Your answer should restate each line of the data below word for word.

Dataset excerpts:
──────────────────────────────
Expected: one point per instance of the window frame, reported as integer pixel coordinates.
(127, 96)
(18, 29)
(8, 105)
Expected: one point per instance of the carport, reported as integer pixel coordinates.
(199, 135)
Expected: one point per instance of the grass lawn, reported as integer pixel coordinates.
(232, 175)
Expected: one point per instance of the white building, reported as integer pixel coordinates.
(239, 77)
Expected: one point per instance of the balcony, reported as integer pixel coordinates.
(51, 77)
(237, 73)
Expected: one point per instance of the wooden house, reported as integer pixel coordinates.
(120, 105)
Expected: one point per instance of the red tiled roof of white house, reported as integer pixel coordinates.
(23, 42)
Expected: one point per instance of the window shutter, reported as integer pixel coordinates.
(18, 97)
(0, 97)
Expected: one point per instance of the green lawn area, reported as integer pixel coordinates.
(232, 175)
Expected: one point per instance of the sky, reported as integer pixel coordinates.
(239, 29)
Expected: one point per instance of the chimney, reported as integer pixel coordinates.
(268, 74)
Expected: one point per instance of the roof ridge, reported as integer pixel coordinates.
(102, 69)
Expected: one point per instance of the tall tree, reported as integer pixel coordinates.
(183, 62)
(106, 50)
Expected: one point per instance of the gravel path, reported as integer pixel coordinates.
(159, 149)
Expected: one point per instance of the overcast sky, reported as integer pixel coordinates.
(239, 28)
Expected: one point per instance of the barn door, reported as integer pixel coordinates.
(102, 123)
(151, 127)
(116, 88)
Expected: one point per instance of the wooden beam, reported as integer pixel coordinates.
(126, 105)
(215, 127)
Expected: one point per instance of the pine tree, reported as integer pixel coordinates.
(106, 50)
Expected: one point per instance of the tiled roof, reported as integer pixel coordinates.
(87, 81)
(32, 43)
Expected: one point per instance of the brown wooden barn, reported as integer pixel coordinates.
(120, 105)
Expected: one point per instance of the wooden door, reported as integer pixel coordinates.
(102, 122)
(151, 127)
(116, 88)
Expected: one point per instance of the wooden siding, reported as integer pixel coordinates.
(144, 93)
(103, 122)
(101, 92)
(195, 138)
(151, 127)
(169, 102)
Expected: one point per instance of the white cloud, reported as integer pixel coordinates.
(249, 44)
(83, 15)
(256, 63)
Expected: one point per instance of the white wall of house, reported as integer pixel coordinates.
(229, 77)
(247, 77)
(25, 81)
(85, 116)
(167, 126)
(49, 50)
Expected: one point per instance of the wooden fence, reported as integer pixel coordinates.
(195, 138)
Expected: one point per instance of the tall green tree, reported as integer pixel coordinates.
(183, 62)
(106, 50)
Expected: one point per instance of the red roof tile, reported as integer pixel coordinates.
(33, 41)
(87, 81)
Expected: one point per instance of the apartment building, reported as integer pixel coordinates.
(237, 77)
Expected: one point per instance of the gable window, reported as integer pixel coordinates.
──────────────────────────────
[Final answer]:
Expected: one point per instance of the window frame, reported as integer pixel coordinates.
(127, 96)
(18, 29)
(8, 105)
Expected: one point per instance of the carport, reported as integer pixel coordinates.
(199, 135)
Expected: one point per instance of the grass lawn, reported as integer pixel coordinates.
(232, 175)
Expected: one point per instance of the white building, reported as integer pixel coordinates.
(239, 77)
Expected: one point per instance of the balcony, reported as integer pixel coordinates.
(51, 77)
(237, 73)
Expected: one point per instance of the wooden house, reported as integer pixel coordinates.
(120, 105)
Expected: one point per instance of the red tiled roof of white house, reported as integer pixel coordinates.
(23, 42)
Expected: one point per instance of the window shutter, reported as integer pixel coordinates.
(18, 97)
(0, 97)
Expected: one point per instance of the green lawn area, reported as integer pixel coordinates.
(232, 175)
Expected: one point per instance of the sky, reported as integer pixel coordinates.
(239, 29)
Expected: one point per instance of the chimney, reported as integer pixel coordinates.
(268, 74)
Expected: one point per instance of the roof ridge, reported as integer pixel coordinates.
(102, 69)
Expected: one point per instance of the tall tree, reported as integer pixel coordinates.
(183, 62)
(106, 50)
Expected: one point per instance of the gravel path, reported as integer pixel coordinates.
(159, 149)
Expected: one point per instance of the overcast sky, reported as integer pixel coordinates.
(239, 28)
Expected: one point per instance of the barn door, reported as integer pixel coordinates.
(102, 123)
(151, 127)
(116, 88)
Expected: one point per instance of the wooden beam, reported as integer pixel coordinates.
(126, 105)
(215, 127)
Expected: one point per instance of the pine tree, reported as integer pixel coordinates.
(106, 50)
Expected: one point per instance of the tiled roof, reported as integer pixel coordinates.
(87, 81)
(32, 43)
Expected: one point per instance of the brown wooden barn, reported as integer pixel coordinates.
(120, 105)
Expected: one point per instance of the wooden door, reported as integer pixel coordinates.
(102, 122)
(151, 127)
(116, 88)
Expected: one point per instance of the wooden siding, reported as integer pixel coordinates.
(144, 93)
(103, 122)
(101, 92)
(195, 138)
(151, 127)
(169, 102)
Expected: one point per instance of the white cloud, reported as integer pixel coordinates.
(249, 44)
(83, 15)
(256, 63)
Expected: one point per instance of the white wall of house, reported as integer pixel coordinates.
(229, 77)
(247, 77)
(25, 81)
(85, 116)
(167, 126)
(49, 50)
Expected: one point per instance of the wooden fence, reported as integer pixel coordinates.
(195, 138)
Expected: one point per instance of the tall green tree, reported as integer pixel coordinates.
(183, 62)
(106, 50)
Expected: one point per instance of the red roof tile, reported as integer pixel coordinates.
(33, 41)
(87, 81)
Expected: one point per instance of the apartment building, reported as integer pixel coordinates.
(237, 77)
Expected: one point per instance of the gable window, reported as integer pixel coordinates.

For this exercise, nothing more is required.